* **PAGE EXCERPT**:
* begin *

Inkjet printing does not make a MEMS device as dimensionally precise as conventional methods based on photolithography and silicon micro-machining processes. Lateral resolution of printed pattern is not as high as that formed by lithography. In addition, thickness control of the printed layer is not better than those deposited by the physical or chemical vapor deposition methods. However, printing is inexpensive and effective to make arrays of MEMS or sub-millimeter sensors and actuators distributed over a large area. For example, the inkjet printing method has successfully been used to print: (1) a microlens array as the areal light diffuser in the light guide plate of a display [8]; (2) air-gap MEMS switches on plastic lamination for RF power transmission [9]. Recently, the printing method even makes distributed and flexible sensors and actuators for the application to robotic skin or environmental monitoring. One of the impressive examples is a large-area electro-adhesive pad as grippers [10].
Calvert (2001) [5] presented a review of inkjet printing of electrical and optical micro-parts, mostly electrically passive. Wallace et al. (2007) [7] reviewed the use of inkjet printing as the manufacturing tool for passive components such as solder bumps and microlenses. Bessonov and Kirikova (2015) [11] reviewed flexible sensors based on roll-to-roll printing or screen printing. Yet, few have reported the inkjet printing of MEMS actuators or sensors due to complexity in the making of moving elements. In the following sections of this paper, we shall review the successful and exciting development of printable MEMS devices as sensors and actuators, in addition to printing methods and materials.

* end *

* **GIVEN INFORMATION**:

* begin *

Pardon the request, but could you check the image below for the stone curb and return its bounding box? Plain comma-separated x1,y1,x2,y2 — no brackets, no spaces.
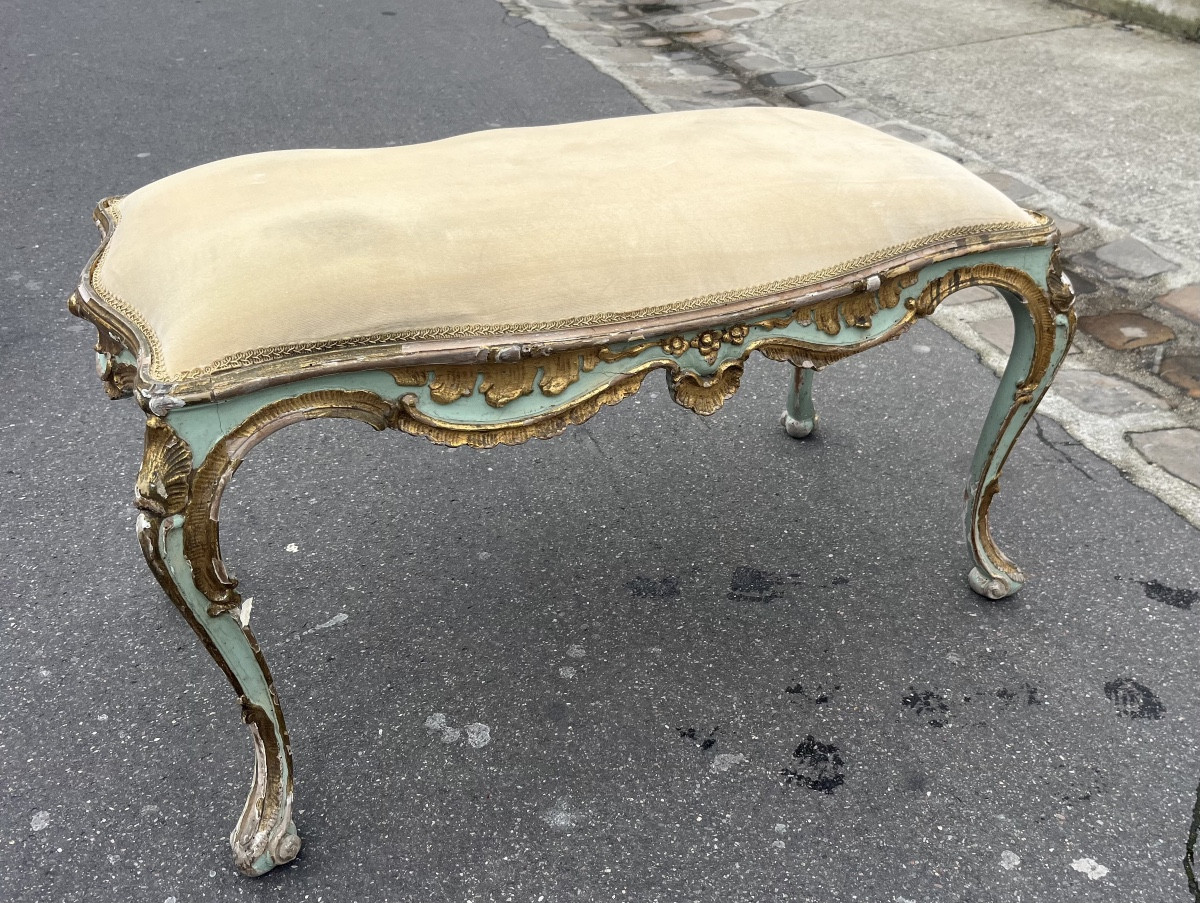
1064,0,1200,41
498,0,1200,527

* end *
* begin *

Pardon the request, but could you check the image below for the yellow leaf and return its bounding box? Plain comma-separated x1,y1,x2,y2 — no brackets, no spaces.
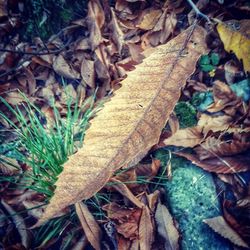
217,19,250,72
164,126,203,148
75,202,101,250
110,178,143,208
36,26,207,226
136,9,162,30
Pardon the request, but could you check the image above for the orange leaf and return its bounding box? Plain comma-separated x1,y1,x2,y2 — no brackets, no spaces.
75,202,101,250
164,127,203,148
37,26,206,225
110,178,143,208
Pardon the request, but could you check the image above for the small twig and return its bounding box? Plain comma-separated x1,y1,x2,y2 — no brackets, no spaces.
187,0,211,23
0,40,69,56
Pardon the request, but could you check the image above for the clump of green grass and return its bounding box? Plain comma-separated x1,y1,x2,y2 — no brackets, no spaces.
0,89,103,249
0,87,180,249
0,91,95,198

* end *

* **BRIEF**:
Answer these about the inkjet-printed MEMS excerpt:
(a) What does the excerpt call one of the impressive examples of printed distributed actuators?
(b) What did Wallace et al. (2007) review?
(c) Why have few reported the inkjet printing of MEMS actuators or sensors?

* **RESPONSE**:
(a) A large-area electro-adhesive pad used as grippers.
(b) The use of inkjet printing as the manufacturing tool for passive components such as solder bumps and microlenses.
(c) Because of the complexity of making moving elements.